Task brief | Figure out how many lines in the records below hold the string "query". That number alone is the answer.

Natural language region descriptions |

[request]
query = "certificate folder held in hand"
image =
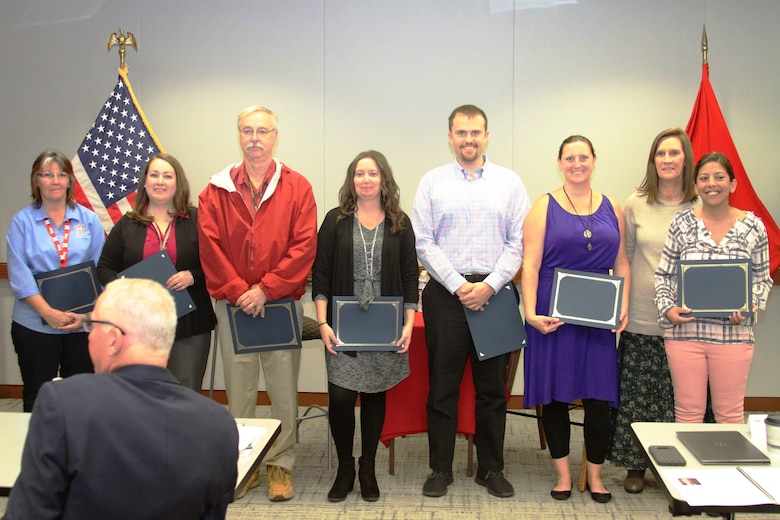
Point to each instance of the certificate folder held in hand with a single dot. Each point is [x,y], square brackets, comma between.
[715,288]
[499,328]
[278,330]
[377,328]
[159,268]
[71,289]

--

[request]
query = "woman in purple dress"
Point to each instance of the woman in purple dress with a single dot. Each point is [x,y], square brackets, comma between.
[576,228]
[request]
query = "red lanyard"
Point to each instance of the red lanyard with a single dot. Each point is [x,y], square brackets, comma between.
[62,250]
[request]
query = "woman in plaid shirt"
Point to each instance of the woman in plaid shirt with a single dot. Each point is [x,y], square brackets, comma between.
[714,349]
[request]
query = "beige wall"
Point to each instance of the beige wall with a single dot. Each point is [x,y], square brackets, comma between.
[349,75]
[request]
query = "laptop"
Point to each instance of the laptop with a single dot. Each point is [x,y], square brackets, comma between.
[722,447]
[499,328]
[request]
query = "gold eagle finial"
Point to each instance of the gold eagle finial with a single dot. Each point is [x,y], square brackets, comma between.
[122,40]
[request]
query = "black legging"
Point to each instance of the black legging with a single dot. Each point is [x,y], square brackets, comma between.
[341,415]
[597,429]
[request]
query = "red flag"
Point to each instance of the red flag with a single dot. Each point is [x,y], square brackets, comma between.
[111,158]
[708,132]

Response box | 9